» Exercise
Say how many of the lines below include the word "bench". Only the number should be given.

BEGIN Task input

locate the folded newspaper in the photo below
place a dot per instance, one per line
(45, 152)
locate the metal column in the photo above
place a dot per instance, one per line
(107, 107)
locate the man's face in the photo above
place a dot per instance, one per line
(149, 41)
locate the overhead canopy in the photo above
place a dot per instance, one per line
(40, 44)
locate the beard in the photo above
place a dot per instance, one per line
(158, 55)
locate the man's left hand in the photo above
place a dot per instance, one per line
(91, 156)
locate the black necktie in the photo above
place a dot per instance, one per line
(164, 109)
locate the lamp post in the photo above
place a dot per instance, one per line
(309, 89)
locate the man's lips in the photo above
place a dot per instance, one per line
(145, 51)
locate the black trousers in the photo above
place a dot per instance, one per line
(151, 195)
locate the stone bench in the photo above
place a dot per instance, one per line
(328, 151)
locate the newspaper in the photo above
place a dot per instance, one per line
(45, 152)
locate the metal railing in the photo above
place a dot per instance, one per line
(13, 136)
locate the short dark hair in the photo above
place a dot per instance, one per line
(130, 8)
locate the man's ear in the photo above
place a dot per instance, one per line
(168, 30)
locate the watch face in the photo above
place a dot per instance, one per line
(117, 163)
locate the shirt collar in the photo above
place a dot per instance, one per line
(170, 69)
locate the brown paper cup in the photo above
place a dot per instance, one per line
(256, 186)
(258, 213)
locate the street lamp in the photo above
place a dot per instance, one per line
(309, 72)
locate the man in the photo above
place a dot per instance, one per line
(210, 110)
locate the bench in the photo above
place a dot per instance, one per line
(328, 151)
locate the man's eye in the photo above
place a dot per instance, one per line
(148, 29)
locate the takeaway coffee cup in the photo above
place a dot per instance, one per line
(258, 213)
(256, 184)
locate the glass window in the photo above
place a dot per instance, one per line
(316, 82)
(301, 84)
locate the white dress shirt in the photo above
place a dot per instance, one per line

END Task input

» Written answer
2